_Aim_: Transcribe, word for word, the line containing "tablecloth, your help would be valued." and each line following it through the end of the listing below. Omit all other lines.

_Records to use_:
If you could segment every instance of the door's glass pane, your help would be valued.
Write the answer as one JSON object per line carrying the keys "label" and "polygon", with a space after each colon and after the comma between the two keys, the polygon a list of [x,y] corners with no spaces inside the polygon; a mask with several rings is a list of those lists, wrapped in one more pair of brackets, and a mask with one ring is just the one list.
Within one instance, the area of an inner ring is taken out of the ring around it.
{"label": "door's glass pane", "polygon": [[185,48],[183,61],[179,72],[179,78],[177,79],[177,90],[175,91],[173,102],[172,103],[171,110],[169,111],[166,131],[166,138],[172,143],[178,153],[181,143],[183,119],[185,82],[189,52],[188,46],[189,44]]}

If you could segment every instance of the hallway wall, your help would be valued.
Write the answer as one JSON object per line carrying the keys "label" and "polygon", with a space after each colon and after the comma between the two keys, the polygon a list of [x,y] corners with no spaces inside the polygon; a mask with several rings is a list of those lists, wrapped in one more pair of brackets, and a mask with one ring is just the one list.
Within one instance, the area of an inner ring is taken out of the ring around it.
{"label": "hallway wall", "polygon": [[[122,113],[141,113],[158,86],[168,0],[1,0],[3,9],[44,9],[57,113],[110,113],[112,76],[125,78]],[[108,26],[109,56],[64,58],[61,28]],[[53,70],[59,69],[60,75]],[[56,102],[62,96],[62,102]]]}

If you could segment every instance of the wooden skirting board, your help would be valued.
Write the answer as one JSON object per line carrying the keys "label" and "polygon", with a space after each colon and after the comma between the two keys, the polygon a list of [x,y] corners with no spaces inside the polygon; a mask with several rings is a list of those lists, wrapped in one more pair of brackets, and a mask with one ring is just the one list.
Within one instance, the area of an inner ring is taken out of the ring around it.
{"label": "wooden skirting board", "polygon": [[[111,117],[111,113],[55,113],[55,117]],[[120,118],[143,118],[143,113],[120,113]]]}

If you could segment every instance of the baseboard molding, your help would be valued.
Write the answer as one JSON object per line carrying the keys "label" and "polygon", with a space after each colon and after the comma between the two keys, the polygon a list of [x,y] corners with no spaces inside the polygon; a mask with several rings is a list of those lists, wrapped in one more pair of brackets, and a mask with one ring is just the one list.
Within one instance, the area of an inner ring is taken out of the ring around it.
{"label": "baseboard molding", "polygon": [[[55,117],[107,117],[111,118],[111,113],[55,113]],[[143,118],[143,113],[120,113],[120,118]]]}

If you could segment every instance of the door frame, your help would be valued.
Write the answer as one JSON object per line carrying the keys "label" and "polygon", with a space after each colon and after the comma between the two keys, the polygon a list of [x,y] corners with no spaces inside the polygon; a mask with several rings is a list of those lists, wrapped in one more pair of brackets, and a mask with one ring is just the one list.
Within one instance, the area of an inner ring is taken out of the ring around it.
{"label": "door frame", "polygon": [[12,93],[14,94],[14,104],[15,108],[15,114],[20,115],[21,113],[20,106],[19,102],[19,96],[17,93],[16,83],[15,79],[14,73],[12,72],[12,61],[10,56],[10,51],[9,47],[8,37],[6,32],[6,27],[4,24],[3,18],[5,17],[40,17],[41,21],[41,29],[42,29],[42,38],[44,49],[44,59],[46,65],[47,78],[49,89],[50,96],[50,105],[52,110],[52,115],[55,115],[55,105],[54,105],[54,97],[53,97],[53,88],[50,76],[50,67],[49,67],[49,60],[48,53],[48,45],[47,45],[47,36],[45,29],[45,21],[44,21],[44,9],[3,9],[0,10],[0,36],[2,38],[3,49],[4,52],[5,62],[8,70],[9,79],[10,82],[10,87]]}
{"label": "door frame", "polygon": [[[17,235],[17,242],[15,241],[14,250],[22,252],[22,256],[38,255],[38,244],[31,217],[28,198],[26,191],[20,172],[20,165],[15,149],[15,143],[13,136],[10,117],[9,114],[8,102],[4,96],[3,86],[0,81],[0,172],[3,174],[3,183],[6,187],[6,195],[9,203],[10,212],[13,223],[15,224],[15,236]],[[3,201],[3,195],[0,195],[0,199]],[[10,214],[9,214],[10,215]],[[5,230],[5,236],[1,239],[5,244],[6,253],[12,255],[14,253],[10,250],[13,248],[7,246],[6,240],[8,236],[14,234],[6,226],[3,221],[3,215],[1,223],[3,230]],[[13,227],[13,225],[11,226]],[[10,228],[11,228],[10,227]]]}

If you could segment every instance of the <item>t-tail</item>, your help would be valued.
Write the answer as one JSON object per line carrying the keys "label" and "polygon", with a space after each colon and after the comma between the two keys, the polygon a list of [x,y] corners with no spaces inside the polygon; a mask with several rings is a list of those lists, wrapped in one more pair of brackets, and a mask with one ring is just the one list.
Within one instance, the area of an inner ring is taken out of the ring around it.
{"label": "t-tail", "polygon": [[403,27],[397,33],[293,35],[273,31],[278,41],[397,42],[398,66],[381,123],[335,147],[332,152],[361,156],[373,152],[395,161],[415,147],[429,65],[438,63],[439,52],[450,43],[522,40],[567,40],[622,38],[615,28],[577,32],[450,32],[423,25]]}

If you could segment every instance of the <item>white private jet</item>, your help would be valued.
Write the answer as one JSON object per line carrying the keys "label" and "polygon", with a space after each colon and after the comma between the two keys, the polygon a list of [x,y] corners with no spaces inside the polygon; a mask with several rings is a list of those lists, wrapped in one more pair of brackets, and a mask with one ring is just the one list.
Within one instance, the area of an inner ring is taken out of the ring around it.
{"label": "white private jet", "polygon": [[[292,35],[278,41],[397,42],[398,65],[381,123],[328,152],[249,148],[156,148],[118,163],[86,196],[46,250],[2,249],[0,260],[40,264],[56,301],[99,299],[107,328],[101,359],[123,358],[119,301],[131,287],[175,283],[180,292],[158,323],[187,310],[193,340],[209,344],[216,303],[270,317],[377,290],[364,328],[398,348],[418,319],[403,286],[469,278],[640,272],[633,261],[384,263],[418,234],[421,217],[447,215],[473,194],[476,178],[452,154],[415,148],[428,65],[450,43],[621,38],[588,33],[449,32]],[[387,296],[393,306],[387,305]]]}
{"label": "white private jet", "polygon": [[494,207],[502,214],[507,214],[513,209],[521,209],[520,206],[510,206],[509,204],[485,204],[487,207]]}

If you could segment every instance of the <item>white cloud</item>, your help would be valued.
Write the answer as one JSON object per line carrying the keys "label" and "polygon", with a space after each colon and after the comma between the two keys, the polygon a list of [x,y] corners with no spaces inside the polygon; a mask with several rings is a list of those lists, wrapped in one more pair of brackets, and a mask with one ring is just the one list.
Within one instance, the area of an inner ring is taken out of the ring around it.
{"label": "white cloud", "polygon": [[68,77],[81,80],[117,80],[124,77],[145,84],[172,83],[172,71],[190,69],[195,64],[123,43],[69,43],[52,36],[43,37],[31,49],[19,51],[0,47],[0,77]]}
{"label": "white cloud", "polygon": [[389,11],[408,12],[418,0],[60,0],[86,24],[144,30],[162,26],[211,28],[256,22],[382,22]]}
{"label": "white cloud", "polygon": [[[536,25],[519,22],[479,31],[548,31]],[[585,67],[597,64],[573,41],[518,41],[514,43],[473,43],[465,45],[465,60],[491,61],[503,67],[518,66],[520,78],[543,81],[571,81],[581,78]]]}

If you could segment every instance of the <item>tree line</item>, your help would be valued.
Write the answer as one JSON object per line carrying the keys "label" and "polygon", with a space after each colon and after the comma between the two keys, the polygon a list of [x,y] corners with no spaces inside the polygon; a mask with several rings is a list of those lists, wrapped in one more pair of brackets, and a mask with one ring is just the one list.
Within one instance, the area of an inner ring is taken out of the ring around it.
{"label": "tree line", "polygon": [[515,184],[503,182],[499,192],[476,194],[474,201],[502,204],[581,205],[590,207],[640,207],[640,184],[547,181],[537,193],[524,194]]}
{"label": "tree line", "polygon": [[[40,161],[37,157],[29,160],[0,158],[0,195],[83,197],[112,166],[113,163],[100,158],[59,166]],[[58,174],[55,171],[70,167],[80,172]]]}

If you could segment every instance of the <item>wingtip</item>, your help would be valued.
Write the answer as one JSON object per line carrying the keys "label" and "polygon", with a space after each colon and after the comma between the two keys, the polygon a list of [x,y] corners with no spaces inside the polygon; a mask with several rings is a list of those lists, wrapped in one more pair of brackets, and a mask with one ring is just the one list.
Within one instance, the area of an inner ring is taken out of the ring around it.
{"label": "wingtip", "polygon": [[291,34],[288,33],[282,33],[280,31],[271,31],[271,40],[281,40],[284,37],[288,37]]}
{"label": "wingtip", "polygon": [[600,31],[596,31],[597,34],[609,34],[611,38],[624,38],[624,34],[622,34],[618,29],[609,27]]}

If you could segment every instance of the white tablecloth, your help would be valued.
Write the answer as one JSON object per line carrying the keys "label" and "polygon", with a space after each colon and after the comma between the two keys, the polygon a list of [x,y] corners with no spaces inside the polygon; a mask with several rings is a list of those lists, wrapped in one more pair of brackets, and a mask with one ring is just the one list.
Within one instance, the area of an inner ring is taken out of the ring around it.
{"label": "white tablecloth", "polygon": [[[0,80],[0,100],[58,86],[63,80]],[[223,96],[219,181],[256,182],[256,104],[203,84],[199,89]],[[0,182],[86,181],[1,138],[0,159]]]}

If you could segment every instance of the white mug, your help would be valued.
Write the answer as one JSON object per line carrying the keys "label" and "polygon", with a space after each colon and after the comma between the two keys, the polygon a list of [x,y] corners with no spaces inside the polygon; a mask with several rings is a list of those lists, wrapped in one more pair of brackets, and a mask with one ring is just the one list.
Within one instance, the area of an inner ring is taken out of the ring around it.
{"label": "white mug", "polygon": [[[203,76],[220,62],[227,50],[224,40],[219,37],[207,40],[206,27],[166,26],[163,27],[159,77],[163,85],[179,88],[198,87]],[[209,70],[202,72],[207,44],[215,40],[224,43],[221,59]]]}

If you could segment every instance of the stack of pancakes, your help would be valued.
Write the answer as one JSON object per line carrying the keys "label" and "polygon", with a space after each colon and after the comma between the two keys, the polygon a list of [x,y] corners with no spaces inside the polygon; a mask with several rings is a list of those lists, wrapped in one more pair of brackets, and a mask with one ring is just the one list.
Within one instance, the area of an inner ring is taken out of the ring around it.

_Answer for the task_:
If you could segment every instance of the white tablecloth, your help would be valued.
Write the answer as one JSON object per line carrying the keys "label" and "polygon", with a space after each colon and after the comma between the two keys, the polygon a list of [x,y] corners with no spaces inside the polygon; a mask with several rings is a list of those lists, wrapped in one more pair of brackets, and a mask with one ring is just the one list.
Within one instance, the area of an inner ring is taken out of the ring around it.
{"label": "white tablecloth", "polygon": [[[0,80],[0,100],[58,86],[63,80]],[[223,96],[219,181],[256,182],[256,104],[203,84],[199,89]],[[0,182],[86,181],[1,138],[0,159]]]}

If you could segment every instance of the white mug, your help would be valued.
Write the answer as one JSON object per line carrying the keys "label" and "polygon", with a space after each colon and after the comma between the two keys, the polygon a list of [x,y] corners with no spaces inside the polygon; a mask with several rings is a list of those lists, wrapped in one more pair of brackets, and a mask with one ring is just the one list.
Within one instance, the area of an inner ring is taken out of the ring around it.
{"label": "white mug", "polygon": [[[203,76],[220,62],[227,50],[224,40],[219,37],[207,40],[206,27],[166,26],[163,27],[159,77],[163,85],[179,88],[198,87]],[[209,70],[202,72],[207,44],[215,40],[224,43],[221,59]]]}

If you could segment every instance of the stack of pancakes, your help would be valued.
Write the answer as one JSON object per line carrying the keys "label" and "polygon", with a space after each colon and after the comma between the two keys, the polygon a list of [x,y] corners with no spaces inside the polygon; a mask with several rings is a list of those lists, wrapped in one more pair of brackets, and a mask with one ring is just the one list.
Within one instance, the area of an inner ring is taken out of the ring around it.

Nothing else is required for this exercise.